**Exercise instructions:** Repeat the records below word for word, but start at the line that contains "find house with tan", stop after the last line, and include nothing else.

(Extracted data entries)
((

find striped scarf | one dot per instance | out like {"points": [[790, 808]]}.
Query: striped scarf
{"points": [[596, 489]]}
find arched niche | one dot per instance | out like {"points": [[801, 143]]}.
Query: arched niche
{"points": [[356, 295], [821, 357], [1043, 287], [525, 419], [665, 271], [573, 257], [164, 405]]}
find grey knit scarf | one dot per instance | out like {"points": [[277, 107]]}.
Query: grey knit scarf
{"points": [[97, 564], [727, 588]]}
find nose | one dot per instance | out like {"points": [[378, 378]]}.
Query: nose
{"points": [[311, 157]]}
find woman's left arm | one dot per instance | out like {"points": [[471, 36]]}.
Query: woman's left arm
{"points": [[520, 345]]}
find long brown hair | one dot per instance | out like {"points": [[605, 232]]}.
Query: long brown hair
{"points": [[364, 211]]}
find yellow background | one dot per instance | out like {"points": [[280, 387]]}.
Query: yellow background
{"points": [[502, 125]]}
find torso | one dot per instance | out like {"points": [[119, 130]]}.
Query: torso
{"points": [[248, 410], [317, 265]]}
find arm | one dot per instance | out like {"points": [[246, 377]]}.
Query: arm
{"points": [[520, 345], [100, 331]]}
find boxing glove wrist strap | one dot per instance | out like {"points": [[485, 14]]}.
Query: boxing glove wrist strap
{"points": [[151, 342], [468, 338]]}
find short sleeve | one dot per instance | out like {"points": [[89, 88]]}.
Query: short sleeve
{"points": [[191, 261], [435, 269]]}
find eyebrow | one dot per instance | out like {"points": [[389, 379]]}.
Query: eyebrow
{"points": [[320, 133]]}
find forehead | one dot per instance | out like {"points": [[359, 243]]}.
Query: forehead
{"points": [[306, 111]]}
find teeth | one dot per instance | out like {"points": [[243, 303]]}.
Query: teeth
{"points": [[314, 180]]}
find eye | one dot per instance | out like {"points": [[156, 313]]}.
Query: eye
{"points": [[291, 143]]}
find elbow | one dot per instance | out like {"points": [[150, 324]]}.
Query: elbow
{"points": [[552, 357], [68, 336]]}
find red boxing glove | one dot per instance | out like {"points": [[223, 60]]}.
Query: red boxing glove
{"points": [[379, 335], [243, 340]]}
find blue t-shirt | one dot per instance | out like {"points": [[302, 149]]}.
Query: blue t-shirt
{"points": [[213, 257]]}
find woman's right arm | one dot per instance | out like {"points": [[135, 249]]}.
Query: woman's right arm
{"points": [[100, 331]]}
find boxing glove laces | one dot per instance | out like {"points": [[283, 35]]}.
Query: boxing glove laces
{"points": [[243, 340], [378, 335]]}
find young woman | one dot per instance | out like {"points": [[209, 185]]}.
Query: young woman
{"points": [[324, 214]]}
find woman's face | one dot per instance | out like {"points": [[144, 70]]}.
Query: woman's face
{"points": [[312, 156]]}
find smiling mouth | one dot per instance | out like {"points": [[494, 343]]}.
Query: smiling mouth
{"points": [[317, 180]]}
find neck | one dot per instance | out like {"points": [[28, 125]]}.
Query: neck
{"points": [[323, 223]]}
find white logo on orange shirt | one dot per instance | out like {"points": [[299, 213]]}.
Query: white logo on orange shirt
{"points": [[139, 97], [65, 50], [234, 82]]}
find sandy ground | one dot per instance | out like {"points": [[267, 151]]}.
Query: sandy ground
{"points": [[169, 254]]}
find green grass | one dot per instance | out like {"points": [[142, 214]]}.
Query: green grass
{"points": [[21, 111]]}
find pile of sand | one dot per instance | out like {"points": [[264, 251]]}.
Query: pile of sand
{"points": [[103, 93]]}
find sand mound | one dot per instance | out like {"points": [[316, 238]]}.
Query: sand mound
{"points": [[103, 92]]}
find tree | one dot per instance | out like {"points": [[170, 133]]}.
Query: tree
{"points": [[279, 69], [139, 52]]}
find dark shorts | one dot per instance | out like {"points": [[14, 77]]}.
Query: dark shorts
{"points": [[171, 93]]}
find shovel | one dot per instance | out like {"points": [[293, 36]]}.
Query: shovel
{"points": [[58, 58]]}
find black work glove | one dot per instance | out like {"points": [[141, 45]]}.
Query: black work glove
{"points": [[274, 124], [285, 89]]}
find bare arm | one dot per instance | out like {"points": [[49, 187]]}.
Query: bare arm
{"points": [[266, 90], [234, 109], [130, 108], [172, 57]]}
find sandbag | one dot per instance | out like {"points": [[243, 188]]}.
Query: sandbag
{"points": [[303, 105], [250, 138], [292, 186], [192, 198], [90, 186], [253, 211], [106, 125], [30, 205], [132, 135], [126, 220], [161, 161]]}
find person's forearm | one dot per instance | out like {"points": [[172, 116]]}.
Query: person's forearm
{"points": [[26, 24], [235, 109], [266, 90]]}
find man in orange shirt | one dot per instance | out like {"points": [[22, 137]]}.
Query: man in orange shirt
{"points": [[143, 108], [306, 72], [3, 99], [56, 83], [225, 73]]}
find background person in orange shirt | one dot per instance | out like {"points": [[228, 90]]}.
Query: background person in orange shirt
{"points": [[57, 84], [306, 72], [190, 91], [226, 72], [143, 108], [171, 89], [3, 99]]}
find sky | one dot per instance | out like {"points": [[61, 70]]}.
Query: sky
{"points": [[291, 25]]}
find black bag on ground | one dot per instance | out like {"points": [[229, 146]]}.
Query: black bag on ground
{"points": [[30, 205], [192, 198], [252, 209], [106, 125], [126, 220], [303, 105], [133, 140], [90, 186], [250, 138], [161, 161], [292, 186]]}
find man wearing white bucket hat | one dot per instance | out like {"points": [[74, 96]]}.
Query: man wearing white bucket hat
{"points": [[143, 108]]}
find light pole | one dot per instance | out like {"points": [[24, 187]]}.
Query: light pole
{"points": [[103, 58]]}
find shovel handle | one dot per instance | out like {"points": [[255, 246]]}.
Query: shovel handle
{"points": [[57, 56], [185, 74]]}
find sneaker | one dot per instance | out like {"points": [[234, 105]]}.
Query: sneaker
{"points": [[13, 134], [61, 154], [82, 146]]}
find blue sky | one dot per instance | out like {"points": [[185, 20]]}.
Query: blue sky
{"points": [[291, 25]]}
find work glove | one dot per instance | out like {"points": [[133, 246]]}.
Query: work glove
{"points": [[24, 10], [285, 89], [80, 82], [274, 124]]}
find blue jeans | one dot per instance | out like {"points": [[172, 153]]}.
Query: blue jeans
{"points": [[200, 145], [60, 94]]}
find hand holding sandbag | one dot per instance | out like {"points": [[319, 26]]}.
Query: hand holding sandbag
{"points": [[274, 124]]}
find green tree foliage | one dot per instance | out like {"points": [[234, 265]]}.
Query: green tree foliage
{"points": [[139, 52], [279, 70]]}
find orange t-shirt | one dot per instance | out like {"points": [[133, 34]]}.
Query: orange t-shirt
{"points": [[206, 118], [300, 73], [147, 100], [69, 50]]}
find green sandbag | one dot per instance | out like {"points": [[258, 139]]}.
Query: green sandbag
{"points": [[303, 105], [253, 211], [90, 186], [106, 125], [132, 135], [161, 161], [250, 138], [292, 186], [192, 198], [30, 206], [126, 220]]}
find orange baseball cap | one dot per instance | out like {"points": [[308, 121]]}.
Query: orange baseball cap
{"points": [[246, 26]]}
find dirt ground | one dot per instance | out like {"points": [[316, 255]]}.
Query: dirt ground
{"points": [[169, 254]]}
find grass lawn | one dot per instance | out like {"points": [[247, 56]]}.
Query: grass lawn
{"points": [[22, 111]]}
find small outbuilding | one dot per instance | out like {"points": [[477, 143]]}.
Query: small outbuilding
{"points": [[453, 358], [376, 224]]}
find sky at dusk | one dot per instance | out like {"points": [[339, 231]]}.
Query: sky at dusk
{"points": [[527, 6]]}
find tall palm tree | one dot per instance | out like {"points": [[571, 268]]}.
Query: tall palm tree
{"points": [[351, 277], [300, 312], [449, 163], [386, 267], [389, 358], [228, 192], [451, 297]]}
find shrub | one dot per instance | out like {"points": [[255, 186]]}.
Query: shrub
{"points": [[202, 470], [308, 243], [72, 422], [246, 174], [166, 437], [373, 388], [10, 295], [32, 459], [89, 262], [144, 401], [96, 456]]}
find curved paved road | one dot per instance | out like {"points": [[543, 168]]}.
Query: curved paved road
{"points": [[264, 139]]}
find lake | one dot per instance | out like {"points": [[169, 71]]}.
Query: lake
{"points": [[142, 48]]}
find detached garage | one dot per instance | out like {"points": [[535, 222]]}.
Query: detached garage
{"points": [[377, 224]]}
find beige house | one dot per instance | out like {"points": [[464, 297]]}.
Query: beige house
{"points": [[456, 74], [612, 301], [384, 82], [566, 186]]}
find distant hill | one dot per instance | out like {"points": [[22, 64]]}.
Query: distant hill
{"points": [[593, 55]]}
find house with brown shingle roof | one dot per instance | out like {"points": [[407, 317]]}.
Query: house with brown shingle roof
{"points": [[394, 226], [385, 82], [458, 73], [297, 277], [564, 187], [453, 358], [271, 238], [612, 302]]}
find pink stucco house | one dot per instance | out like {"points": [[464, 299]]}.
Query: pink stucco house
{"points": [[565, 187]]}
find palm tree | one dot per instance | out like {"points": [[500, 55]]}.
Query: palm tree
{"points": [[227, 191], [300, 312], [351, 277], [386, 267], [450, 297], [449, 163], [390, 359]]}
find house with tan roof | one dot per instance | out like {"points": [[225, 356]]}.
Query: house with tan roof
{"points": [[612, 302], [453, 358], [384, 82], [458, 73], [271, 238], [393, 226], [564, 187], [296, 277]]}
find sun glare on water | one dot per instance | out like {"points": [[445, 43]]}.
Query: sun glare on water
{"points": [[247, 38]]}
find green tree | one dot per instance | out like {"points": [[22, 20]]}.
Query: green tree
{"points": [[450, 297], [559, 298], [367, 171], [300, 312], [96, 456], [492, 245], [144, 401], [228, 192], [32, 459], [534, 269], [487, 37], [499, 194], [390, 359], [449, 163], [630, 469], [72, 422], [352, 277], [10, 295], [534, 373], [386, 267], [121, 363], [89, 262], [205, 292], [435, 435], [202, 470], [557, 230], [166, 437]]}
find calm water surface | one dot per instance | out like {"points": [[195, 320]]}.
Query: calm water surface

))

**Reply to the exercise:**
find house with tan roof | one dot per instance | out like {"points": [[225, 356]]}.
Query: house with tan roof
{"points": [[612, 302], [453, 358], [384, 82], [458, 73], [271, 238], [393, 226], [564, 187], [296, 277]]}
find sun glare on water | one dot per instance | out like {"points": [[445, 43]]}.
Query: sun glare on water
{"points": [[247, 38]]}
find green tree | one dot per instance | out like {"points": [[22, 20]]}.
Query: green tree
{"points": [[450, 297], [559, 298], [367, 171], [300, 312], [96, 456], [492, 245], [144, 401], [228, 192], [32, 459], [534, 269], [487, 37], [499, 194], [390, 359], [449, 163], [630, 469], [72, 422], [352, 277], [10, 295], [534, 373], [386, 267], [121, 363], [89, 262], [205, 292], [435, 435], [202, 470], [557, 230], [166, 437]]}
find calm water surface | one dot per instance | out like {"points": [[195, 320]]}.
Query: calm water surface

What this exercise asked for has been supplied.